■ Data shown:
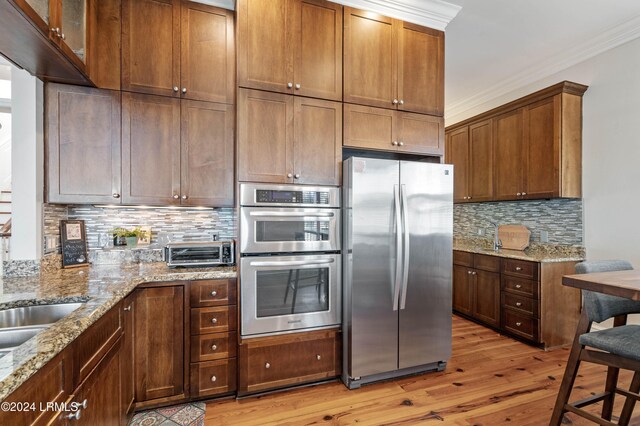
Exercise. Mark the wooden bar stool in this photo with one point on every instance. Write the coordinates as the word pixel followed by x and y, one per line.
pixel 617 348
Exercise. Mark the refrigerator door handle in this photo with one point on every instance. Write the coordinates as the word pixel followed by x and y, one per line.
pixel 407 241
pixel 396 282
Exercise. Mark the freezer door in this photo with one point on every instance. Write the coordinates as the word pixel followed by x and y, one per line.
pixel 425 300
pixel 370 322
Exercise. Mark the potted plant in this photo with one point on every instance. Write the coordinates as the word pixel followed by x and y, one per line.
pixel 130 236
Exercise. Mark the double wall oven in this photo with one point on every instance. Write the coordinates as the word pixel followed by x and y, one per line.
pixel 290 258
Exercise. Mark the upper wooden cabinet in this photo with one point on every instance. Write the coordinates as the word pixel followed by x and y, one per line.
pixel 83 145
pixel 536 145
pixel 178 49
pixel 282 139
pixel 392 64
pixel 386 130
pixel 291 46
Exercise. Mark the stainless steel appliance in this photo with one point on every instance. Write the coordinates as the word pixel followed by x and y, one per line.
pixel 398 227
pixel 210 253
pixel 290 265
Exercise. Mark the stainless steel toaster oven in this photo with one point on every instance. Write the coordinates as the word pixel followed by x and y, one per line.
pixel 210 253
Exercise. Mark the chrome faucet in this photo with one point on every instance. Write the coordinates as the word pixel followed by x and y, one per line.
pixel 497 243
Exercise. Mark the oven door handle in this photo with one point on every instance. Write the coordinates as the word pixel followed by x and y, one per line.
pixel 292 262
pixel 291 214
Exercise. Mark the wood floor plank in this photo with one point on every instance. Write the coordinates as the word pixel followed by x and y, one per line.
pixel 490 380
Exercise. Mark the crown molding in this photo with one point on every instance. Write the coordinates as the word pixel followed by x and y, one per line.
pixel 429 13
pixel 607 40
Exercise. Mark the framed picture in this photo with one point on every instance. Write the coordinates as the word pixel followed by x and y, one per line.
pixel 74 243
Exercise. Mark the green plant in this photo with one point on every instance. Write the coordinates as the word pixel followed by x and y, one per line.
pixel 126 233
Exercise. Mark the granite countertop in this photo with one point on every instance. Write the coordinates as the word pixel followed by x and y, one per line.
pixel 101 287
pixel 543 253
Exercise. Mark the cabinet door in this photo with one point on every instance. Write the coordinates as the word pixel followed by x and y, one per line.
pixel 151 46
pixel 207 154
pixel 420 69
pixel 265 53
pixel 458 155
pixel 318 141
pixel 159 342
pixel 265 137
pixel 82 145
pixel 508 156
pixel 481 161
pixel 318 49
pixel 462 290
pixel 127 359
pixel 372 128
pixel 370 60
pixel 487 297
pixel 542 143
pixel 150 149
pixel 207 51
pixel 420 134
pixel 101 391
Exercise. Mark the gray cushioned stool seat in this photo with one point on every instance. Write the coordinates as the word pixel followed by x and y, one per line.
pixel 623 341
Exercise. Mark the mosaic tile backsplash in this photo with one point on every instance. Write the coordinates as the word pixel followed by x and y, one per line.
pixel 177 224
pixel 561 218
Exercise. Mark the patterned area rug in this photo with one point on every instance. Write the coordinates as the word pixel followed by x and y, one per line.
pixel 182 415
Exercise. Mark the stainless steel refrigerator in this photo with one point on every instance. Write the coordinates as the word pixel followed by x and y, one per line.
pixel 397 263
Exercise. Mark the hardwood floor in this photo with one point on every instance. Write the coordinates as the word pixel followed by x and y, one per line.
pixel 490 380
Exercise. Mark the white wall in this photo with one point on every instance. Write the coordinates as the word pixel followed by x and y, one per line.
pixel 611 148
pixel 27 166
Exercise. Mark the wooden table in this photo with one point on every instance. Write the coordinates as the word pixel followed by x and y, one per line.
pixel 620 283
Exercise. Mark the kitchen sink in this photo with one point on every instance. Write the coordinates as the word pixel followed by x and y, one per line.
pixel 35 315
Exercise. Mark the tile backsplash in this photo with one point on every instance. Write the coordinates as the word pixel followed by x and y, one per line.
pixel 561 218
pixel 179 224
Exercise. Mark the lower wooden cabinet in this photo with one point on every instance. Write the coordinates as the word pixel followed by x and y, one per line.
pixel 277 361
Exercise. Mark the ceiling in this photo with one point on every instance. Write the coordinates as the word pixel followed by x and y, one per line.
pixel 496 46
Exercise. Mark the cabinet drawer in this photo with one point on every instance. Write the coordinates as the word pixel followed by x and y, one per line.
pixel 213 320
pixel 463 258
pixel 213 293
pixel 519 286
pixel 486 263
pixel 207 347
pixel 213 377
pixel 520 268
pixel 520 324
pixel 524 305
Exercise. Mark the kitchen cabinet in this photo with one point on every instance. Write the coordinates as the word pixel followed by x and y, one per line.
pixel 286 139
pixel 392 64
pixel 159 343
pixel 470 150
pixel 536 143
pixel 190 55
pixel 267 363
pixel 193 141
pixel 291 46
pixel 395 131
pixel 82 150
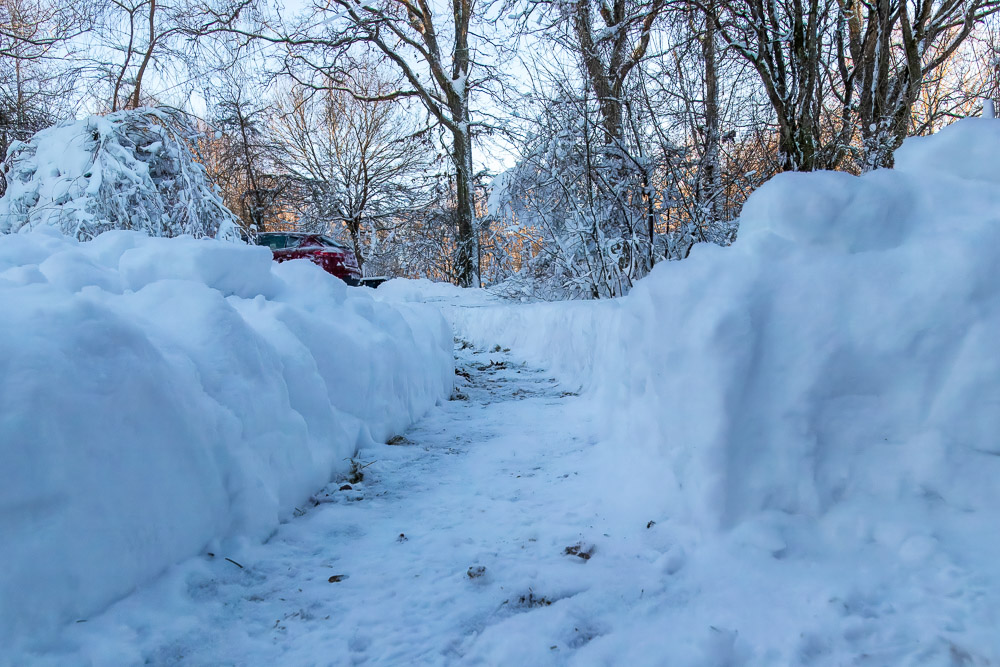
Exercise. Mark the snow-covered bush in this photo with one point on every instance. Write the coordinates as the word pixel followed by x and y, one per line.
pixel 160 397
pixel 127 170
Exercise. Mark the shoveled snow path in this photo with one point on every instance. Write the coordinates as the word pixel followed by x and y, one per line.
pixel 451 550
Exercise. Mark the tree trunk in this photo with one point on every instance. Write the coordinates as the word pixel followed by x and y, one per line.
pixel 466 264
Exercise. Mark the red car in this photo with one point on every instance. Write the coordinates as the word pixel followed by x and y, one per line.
pixel 333 257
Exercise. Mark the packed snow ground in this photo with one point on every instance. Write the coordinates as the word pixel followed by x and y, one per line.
pixel 500 530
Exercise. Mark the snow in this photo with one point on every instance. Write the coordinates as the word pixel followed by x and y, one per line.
pixel 160 396
pixel 780 452
pixel 819 397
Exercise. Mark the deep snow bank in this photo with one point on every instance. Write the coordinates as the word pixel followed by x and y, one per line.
pixel 161 395
pixel 838 361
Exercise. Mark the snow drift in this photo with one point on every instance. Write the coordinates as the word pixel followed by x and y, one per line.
pixel 839 361
pixel 162 396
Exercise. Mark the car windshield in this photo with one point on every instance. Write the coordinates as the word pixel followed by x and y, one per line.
pixel 273 241
pixel 330 242
pixel 279 241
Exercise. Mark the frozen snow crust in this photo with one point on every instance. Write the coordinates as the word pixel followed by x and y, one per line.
pixel 161 397
pixel 839 362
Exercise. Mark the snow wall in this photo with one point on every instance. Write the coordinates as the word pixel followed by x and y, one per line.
pixel 840 360
pixel 164 397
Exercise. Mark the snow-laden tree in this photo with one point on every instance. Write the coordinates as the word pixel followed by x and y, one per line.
pixel 127 170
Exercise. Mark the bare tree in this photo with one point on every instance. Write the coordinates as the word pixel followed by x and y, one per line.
pixel 888 50
pixel 360 162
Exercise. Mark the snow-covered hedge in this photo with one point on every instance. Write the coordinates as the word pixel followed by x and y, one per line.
pixel 838 362
pixel 161 397
pixel 128 170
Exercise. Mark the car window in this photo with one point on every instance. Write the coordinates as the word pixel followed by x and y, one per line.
pixel 330 242
pixel 273 241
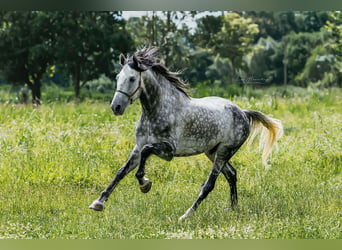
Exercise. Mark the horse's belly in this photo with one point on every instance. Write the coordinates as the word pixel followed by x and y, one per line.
pixel 194 146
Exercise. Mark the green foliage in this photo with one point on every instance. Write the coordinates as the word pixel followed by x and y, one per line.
pixel 235 38
pixel 88 43
pixel 56 159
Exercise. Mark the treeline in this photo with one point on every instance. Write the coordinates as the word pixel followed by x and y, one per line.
pixel 218 49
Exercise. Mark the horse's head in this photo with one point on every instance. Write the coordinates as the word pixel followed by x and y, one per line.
pixel 129 84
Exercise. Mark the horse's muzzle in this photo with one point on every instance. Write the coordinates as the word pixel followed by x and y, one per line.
pixel 117 109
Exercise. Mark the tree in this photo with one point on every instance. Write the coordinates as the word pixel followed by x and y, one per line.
pixel 88 43
pixel 26 39
pixel 235 39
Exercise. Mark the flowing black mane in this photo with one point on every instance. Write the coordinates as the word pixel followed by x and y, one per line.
pixel 148 58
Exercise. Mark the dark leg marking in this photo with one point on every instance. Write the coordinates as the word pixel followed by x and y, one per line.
pixel 230 173
pixel 132 163
pixel 163 149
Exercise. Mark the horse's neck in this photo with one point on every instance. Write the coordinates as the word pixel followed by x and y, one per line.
pixel 155 93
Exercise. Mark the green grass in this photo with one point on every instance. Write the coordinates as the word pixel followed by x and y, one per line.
pixel 56 159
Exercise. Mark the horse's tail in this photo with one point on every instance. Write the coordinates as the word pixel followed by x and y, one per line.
pixel 272 130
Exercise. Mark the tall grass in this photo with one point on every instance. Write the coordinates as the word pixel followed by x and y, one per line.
pixel 56 159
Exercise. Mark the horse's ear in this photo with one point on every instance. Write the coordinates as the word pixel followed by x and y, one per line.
pixel 136 61
pixel 138 65
pixel 122 59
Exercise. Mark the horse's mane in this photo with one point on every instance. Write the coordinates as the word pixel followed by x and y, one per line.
pixel 148 58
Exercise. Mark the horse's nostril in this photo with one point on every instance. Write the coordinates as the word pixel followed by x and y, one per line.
pixel 118 108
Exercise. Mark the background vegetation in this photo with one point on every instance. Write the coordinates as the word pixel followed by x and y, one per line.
pixel 55 159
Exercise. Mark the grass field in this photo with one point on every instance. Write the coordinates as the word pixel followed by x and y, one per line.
pixel 56 159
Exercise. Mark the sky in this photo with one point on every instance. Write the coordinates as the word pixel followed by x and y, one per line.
pixel 189 21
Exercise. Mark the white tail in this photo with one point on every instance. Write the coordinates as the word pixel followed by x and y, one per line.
pixel 272 130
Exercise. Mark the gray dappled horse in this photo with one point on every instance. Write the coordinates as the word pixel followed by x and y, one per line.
pixel 173 124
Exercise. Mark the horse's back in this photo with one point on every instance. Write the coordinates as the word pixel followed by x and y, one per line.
pixel 210 121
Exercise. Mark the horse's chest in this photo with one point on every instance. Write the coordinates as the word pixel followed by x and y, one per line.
pixel 152 131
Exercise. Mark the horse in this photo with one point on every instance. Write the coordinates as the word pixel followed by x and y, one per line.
pixel 172 124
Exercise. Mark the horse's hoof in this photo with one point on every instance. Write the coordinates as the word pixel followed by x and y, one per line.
pixel 146 186
pixel 187 215
pixel 97 205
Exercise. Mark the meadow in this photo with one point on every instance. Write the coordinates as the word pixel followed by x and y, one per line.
pixel 56 159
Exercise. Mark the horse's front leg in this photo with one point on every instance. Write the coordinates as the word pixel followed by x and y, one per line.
pixel 163 149
pixel 131 164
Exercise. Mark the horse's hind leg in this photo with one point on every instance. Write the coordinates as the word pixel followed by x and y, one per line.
pixel 207 187
pixel 163 150
pixel 230 173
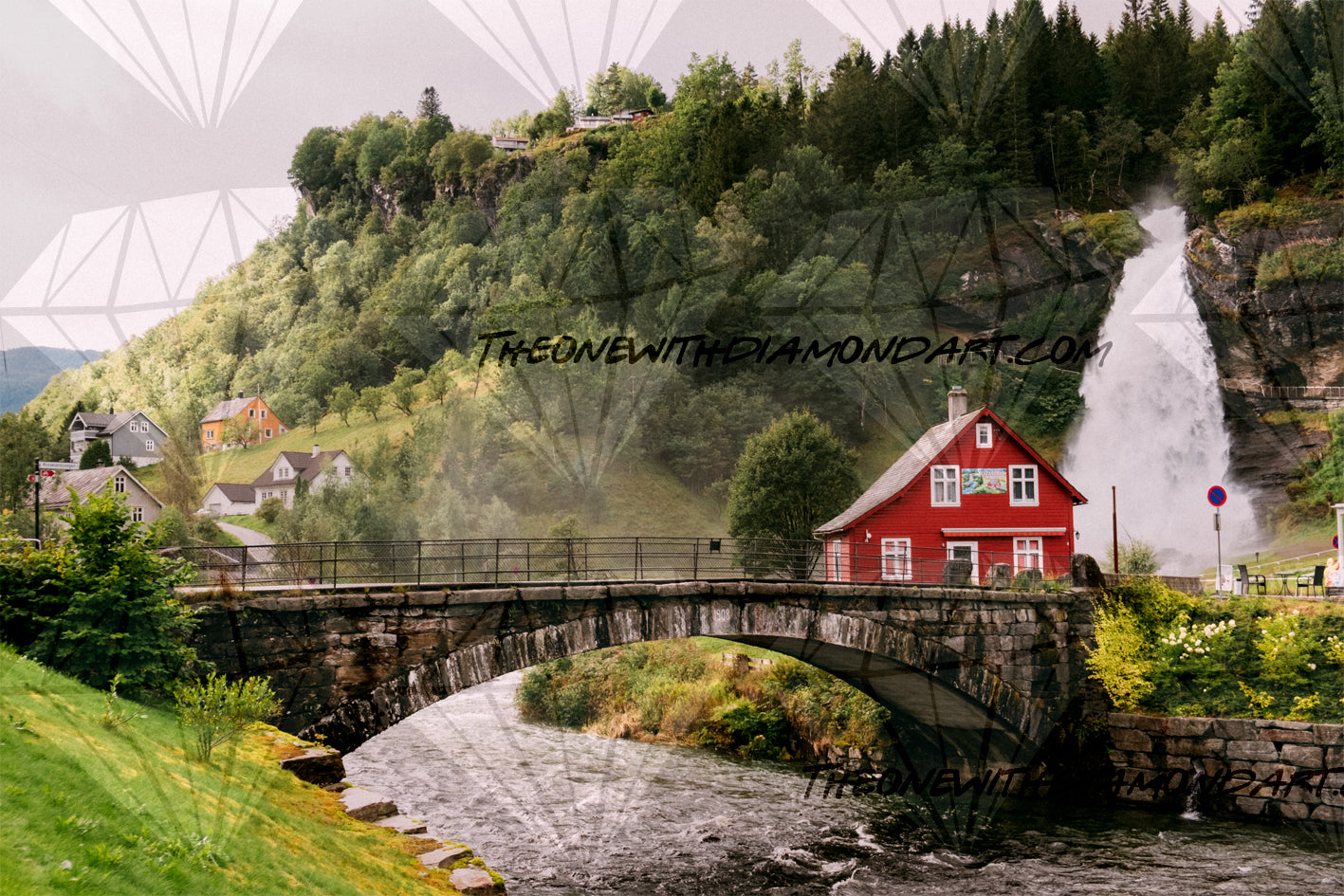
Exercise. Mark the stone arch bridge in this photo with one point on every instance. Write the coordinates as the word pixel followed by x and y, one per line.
pixel 983 674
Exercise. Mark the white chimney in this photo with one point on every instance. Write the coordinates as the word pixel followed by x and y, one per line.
pixel 957 400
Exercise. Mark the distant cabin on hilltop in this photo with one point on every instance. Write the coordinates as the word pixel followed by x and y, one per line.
pixel 239 422
pixel 967 490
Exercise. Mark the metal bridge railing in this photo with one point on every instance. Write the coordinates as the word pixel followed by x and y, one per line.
pixel 515 560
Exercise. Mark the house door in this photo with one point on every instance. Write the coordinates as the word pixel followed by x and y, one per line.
pixel 967 551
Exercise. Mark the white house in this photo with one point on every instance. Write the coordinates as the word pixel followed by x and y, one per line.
pixel 55 490
pixel 318 469
pixel 129 434
pixel 280 480
pixel 230 499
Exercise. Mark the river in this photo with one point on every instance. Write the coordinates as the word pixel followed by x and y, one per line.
pixel 1153 422
pixel 558 812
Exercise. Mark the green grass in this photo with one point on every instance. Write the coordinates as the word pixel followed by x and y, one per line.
pixel 1282 212
pixel 1117 231
pixel 1301 264
pixel 1237 657
pixel 84 809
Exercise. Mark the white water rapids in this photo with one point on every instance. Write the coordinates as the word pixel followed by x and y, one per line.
pixel 1153 421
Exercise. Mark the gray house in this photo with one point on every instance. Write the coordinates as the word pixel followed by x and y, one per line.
pixel 55 490
pixel 131 434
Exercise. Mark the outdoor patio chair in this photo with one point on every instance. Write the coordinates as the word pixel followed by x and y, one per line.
pixel 1250 580
pixel 1314 580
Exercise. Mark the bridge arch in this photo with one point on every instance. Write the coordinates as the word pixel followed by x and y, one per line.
pixel 964 672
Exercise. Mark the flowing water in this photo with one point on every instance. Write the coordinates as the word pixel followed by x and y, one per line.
pixel 1153 422
pixel 558 812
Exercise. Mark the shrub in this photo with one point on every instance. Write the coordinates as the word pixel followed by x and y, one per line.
pixel 221 711
pixel 1301 264
pixel 270 509
pixel 99 603
pixel 1117 231
pixel 1120 658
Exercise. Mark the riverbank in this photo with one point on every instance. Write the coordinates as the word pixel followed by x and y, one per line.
pixel 706 692
pixel 122 809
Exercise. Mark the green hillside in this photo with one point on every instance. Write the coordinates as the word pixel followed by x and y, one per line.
pixel 89 809
pixel 632 302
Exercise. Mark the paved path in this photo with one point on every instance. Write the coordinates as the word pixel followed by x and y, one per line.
pixel 251 538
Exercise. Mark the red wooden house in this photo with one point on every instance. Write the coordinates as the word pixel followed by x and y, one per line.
pixel 967 489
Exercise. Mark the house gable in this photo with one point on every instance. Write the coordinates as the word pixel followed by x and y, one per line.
pixel 969 489
pixel 953 444
pixel 131 434
pixel 253 411
pixel 55 490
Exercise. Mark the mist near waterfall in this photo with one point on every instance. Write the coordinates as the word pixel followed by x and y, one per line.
pixel 1153 421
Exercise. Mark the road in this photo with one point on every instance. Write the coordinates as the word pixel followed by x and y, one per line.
pixel 251 538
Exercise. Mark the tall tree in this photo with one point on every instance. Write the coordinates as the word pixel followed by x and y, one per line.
pixel 790 479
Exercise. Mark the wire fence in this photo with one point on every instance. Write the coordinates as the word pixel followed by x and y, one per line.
pixel 516 560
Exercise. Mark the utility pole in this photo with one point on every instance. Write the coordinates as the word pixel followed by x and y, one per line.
pixel 1114 532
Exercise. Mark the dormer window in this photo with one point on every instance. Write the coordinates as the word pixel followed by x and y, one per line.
pixel 947 481
pixel 1022 484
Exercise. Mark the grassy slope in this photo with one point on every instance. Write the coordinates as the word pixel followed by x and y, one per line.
pixel 131 813
pixel 638 496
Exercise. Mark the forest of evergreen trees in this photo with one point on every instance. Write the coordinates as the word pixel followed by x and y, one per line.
pixel 970 181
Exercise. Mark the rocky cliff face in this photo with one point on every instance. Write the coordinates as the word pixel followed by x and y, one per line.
pixel 1280 347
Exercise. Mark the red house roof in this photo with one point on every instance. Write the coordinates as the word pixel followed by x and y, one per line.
pixel 911 465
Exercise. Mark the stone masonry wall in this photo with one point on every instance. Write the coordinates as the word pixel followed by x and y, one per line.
pixel 1260 767
pixel 355 663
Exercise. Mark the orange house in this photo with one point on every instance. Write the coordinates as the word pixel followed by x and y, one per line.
pixel 239 421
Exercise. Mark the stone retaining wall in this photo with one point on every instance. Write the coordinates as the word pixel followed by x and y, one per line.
pixel 1265 769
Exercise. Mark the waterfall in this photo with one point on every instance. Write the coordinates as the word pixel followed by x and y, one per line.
pixel 1153 421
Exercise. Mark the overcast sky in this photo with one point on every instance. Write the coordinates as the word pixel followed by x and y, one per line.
pixel 144 151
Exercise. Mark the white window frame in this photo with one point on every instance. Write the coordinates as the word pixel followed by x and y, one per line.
pixel 975 557
pixel 1027 477
pixel 1027 554
pixel 895 560
pixel 938 476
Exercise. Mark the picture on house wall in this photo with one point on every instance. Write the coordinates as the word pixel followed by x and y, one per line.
pixel 984 481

■ Given task: Swap "stainless steel" for "brushed metal" in the listing from its first line through the line that contains "pixel 497 243", and write those lines out again with nothing else changed. Leave the pictures out.

■ Result of the task:
Exercise. Mark the wooden bar stool in this photo with one point on every instance. Write the coordinates as the word pixel followed by x and y, one per line.
pixel 617 348
Exercise. Mark the refrigerator door handle in this photo with one point on every instance. Write the coordinates as the word pixel followed by x and y, one per line.
pixel 407 241
pixel 396 282
Exercise. Mark the freezer door in this photo with one point on every instance. Write the coordinates as the word pixel followed by x and y, one per line.
pixel 425 300
pixel 370 322
Exercise. Mark the potted plant in this photo with one point on every instance. Write the coordinates as the word pixel followed by x and y, one per line.
pixel 130 236
Exercise. Mark the double wall oven in this photo with one point on every instance. Write the coordinates as the word pixel followed by x and y, one per line.
pixel 290 258
Exercise. Mark the upper wooden cabinet in this photo with one point on every instance. Write the coordinates as the word pixel followed by x and y, one per line.
pixel 83 145
pixel 536 145
pixel 178 49
pixel 282 139
pixel 392 64
pixel 386 130
pixel 291 46
Exercise. Mark the brushed metal appliance in this photo with one point on every instance. Write the coordinates as the word pixel followed by x and y, one per line.
pixel 398 227
pixel 210 253
pixel 290 265
Exercise. Mark the brushed metal toaster oven in this photo with one point on every instance. Write the coordinates as the word pixel followed by x and y, one per line.
pixel 210 253
Exercise. Mark the chrome faucet in this photo with one point on every instance. Write the coordinates as the word pixel followed by x and y, one per line.
pixel 497 243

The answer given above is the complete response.